● Given instruction
Put the lines of the records below into a JSON list of strings, one string per line, skipping blank lines. Start at the line that has "Mark a point on every instance of the green tree, with" and stop after the last line of the records.

(Location annotation dataset excerpts)
------------------------------------------------
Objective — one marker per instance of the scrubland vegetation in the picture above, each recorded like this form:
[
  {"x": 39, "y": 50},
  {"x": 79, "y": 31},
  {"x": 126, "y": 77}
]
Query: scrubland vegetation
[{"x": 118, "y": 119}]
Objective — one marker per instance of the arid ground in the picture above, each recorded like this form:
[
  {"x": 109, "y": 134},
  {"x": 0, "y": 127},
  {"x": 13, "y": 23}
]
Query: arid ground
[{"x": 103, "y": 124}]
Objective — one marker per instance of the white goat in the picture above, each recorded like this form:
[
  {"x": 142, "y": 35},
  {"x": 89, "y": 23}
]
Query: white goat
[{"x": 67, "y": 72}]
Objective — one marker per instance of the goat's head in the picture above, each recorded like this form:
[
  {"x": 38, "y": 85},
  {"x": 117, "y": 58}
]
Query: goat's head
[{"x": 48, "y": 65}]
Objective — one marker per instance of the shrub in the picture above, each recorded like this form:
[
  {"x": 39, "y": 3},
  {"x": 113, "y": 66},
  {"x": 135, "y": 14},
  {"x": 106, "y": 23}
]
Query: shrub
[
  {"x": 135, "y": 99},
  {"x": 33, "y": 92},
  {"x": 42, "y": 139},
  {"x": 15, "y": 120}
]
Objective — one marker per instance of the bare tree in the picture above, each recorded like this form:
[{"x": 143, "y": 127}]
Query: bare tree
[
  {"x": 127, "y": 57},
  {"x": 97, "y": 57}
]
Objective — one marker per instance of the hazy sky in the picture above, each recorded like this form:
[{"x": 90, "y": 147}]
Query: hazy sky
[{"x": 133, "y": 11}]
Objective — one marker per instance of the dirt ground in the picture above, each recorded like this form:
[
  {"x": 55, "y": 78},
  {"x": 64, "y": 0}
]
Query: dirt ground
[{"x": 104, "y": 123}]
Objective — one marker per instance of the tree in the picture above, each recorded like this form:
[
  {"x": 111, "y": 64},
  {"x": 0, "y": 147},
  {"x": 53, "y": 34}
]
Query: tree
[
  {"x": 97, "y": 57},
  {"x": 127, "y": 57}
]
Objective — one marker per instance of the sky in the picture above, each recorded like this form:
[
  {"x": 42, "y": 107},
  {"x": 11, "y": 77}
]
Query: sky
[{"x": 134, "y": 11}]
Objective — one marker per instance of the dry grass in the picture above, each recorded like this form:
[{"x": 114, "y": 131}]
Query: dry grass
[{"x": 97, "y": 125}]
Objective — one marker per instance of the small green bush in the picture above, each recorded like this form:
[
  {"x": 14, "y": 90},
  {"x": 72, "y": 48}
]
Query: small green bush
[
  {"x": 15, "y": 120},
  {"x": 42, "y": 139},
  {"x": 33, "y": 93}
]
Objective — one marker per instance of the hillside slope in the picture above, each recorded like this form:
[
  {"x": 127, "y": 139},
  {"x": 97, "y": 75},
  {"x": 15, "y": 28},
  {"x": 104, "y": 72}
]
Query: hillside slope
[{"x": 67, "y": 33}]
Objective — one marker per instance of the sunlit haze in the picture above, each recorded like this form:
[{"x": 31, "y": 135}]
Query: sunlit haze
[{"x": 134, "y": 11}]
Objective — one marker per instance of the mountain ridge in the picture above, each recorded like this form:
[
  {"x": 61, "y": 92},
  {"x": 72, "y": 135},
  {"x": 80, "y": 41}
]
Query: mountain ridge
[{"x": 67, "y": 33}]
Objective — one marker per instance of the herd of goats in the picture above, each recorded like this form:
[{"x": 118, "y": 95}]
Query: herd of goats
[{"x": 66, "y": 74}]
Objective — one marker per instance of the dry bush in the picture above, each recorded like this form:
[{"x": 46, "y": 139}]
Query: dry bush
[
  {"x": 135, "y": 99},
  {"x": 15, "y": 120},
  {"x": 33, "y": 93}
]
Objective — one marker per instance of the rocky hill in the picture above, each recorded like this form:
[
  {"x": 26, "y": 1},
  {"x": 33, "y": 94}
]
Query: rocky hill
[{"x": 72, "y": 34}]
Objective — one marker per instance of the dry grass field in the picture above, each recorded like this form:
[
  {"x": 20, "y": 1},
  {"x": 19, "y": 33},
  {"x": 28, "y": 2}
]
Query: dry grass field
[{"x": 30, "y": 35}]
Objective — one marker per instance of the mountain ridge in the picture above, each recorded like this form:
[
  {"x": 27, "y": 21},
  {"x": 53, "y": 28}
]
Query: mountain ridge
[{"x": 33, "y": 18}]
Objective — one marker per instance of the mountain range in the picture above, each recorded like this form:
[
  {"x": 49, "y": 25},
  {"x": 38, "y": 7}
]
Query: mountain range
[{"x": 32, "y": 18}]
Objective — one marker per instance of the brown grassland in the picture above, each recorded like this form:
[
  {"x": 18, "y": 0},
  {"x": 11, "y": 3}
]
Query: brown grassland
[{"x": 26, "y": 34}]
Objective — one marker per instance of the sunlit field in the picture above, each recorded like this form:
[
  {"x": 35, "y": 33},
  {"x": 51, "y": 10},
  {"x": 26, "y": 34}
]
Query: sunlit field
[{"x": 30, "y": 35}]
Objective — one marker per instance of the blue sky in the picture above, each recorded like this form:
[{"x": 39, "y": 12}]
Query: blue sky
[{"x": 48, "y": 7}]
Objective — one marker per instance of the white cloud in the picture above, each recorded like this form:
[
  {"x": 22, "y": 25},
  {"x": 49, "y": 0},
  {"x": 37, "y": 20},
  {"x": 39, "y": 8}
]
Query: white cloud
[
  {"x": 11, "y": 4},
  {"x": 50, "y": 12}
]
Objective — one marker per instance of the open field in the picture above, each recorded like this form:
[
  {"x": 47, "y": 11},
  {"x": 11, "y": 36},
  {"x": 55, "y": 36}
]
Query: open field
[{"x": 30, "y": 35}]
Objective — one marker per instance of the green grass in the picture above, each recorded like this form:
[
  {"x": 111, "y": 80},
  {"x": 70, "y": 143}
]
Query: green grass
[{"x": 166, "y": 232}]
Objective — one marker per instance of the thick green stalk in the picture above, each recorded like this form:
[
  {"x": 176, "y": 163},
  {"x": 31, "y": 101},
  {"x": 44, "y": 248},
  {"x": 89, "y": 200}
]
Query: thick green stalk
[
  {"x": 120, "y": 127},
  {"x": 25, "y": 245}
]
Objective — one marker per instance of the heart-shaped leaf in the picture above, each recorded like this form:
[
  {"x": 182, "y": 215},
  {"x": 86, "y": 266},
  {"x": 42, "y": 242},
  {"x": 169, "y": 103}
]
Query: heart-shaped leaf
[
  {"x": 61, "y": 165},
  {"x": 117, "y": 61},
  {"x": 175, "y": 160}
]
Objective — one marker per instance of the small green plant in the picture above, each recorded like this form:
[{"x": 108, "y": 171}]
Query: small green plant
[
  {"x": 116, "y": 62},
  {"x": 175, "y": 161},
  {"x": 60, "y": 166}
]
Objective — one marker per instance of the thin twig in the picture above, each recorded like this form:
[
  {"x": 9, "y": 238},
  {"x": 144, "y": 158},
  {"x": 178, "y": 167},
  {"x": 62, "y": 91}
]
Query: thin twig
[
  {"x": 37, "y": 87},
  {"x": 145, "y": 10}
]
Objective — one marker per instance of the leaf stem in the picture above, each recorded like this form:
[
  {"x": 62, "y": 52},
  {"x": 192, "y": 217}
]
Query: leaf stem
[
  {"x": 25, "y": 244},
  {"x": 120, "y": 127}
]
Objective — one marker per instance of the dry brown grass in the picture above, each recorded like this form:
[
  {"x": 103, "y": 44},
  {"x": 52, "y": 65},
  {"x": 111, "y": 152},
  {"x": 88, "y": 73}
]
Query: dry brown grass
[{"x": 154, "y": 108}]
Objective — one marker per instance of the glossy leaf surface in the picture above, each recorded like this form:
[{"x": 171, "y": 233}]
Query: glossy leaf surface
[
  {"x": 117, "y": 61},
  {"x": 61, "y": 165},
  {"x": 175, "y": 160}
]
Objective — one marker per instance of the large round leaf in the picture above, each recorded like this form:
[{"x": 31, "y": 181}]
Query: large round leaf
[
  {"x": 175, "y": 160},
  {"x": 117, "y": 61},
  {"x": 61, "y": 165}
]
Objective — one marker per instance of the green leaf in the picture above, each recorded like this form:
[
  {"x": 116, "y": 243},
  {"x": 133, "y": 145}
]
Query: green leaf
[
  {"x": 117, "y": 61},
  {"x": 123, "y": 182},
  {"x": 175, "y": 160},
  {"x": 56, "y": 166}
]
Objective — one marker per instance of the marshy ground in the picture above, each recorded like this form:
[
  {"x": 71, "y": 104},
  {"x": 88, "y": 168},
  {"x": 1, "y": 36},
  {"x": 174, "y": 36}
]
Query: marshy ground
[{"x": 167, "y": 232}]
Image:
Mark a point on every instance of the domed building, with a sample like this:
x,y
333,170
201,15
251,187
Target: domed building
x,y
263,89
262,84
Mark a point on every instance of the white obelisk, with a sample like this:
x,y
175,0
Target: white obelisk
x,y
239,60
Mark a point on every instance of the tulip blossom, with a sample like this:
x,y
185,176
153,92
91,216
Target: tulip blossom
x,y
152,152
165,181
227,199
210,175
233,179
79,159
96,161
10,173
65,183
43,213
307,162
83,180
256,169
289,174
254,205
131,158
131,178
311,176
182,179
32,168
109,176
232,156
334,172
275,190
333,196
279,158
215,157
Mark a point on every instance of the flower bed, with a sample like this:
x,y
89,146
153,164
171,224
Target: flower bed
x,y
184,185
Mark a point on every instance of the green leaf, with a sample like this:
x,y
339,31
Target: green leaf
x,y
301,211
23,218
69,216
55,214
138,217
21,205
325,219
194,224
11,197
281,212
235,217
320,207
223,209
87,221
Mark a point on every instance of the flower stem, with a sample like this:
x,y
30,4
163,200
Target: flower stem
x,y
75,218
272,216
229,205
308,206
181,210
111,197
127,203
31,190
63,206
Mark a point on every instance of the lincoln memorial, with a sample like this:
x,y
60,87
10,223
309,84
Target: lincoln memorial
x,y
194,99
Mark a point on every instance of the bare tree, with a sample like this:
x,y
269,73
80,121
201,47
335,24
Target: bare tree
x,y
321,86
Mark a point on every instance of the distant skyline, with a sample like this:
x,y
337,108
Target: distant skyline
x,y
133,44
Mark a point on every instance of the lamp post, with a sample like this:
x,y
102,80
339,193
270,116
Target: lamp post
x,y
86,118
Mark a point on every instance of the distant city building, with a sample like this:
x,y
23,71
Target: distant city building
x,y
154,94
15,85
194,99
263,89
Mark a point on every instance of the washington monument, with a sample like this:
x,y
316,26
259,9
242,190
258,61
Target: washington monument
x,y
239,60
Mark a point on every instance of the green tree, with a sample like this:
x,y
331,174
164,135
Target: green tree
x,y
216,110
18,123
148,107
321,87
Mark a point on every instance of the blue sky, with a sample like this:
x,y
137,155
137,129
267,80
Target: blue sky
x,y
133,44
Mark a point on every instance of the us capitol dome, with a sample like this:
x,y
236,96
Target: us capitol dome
------------------------------------------------
● Final result
[
  "Mark a point on every instance of the green tree, with a sample like this:",
  "x,y",
  "331,174",
  "164,135",
  "Target: green tree",
  "x,y",
  "216,110",
  "18,123",
  "148,107",
  "321,87",
  "Mark a point on every instance of the blue sky, with a sample like this:",
  "x,y",
  "137,155",
  "137,129",
  "267,80",
  "Target: blue sky",
  "x,y",
  "133,44",
  "Mark a point on every instance of the us capitol dome, with a sample like this:",
  "x,y",
  "236,96",
  "Target: us capitol dome"
]